**Exercise details:**
Please write out each entry that follows, keeping it exactly the same.
┏━━
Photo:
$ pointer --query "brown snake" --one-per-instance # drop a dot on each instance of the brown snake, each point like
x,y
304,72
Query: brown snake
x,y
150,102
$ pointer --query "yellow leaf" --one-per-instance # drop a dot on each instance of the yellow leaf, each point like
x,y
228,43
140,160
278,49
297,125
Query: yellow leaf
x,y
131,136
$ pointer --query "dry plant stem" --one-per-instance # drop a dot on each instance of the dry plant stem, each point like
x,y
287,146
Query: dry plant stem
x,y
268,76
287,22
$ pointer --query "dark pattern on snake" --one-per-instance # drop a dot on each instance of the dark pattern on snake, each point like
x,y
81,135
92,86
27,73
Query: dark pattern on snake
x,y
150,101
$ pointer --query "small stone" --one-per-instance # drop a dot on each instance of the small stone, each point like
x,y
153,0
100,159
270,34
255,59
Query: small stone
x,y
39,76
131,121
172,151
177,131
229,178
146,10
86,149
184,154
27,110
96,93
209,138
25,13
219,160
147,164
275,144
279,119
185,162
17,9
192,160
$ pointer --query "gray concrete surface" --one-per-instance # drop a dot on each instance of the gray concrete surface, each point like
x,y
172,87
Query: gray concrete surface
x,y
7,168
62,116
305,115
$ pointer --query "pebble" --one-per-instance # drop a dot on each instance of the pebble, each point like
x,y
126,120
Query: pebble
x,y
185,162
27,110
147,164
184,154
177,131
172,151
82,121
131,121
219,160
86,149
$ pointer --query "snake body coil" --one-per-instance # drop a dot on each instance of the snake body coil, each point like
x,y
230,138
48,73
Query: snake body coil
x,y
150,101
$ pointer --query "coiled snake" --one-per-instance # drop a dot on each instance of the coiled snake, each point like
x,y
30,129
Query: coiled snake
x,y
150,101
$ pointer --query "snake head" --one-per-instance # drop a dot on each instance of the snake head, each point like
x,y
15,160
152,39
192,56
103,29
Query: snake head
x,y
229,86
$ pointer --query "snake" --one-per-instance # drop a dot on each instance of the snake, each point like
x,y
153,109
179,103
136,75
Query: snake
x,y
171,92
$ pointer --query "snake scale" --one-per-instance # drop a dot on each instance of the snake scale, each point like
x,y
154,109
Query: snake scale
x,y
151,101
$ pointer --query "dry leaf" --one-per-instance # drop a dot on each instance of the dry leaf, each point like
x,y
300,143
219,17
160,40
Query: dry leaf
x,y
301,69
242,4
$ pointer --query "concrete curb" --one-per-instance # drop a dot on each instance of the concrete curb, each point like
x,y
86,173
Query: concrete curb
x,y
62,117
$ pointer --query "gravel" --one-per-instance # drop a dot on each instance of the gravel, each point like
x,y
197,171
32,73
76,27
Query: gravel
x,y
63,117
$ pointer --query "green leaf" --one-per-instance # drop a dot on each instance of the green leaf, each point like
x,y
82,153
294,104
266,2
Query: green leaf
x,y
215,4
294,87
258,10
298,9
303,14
┗━━
**Output for this task:**
Photo:
$ pointer --query "brown snake" --one-per-instance # drop a dot on each instance of the brown snake, each point like
x,y
304,72
Query: brown snake
x,y
150,102
$ pointer --query "yellow leaf" --one-per-instance # drop a dot on each instance of the yellow leaf, each point like
x,y
228,43
140,160
278,49
297,125
Query: yellow leaf
x,y
131,136
$ pointer --query "dry plant stem" --one-per-instance # drop a dot on each instance of the dry plant stem, each point like
x,y
287,146
Query: dry plant stem
x,y
268,76
287,22
$ pointer --query "dark pattern on snake" --one-per-instance # drop a dot on each instance of the dark pattern on snake, each point like
x,y
81,135
92,86
27,73
Query: dark pattern on snake
x,y
150,101
$ pointer --query "small stone" --one-per-instance # drop a dot on each instance of the small stone, each point like
x,y
153,0
100,159
270,34
255,59
Query: small stone
x,y
39,76
131,121
172,151
177,131
229,178
146,10
86,149
184,154
27,110
96,93
209,138
25,13
219,160
147,164
275,144
279,119
185,162
17,9
192,160
$ pointer --query "gray concrete surface" --one-per-instance # drop a dot on each instance of the gray concrete surface, each point like
x,y
172,87
Query: gray concrete surface
x,y
7,168
62,116
305,115
$ pointer --query "pebble" --one-per-instance # drop a dot on each instance of the pebble, each point like
x,y
126,120
Query: pebble
x,y
185,162
27,110
147,164
184,154
177,131
172,151
82,121
131,121
219,160
86,149
$ pointer --query "snake body coil" --one-per-instance # drop a dot on each instance of the snake body coil, each point like
x,y
230,138
48,73
Query: snake body coil
x,y
150,101
$ pointer --query "coiled snake" --one-per-instance # drop a dot on each instance of the coiled snake, each point like
x,y
30,129
Query: coiled snake
x,y
150,101
$ pointer --query "snake head" --one-per-instance # drop a dot on each instance of the snake head, each point like
x,y
15,160
152,39
192,56
103,29
Query: snake head
x,y
229,86
$ pointer --query "snake" --one-per-instance # drop a dot on each instance of the snake, each point like
x,y
153,109
179,103
136,75
Query: snake
x,y
171,92
$ pointer --query "snake scale" --one-per-instance # drop a dot on each instance of the snake scale, each point like
x,y
154,109
Query: snake scale
x,y
151,101
$ pointer --query "dry leaf" --one-per-instance # drop a dot on each instance of the dry leaf, each point like
x,y
300,143
219,17
160,40
Query: dry leaf
x,y
301,69
242,4
$ pointer --query "concrete curb" --one-per-instance # drop a dot on each instance of the concrete curb, each point like
x,y
86,173
Query: concrete curb
x,y
62,117
$ pointer --query "gravel" --one-per-instance # drop a dot on each instance of the gravel, each point like
x,y
197,171
32,73
76,27
Query: gravel
x,y
63,117
$ pointer --query "green leaf" --one-per-instance # drop a dot on each instance of the green leaf, each point like
x,y
82,153
294,104
266,2
Query: green leaf
x,y
215,4
294,87
258,10
298,9
303,14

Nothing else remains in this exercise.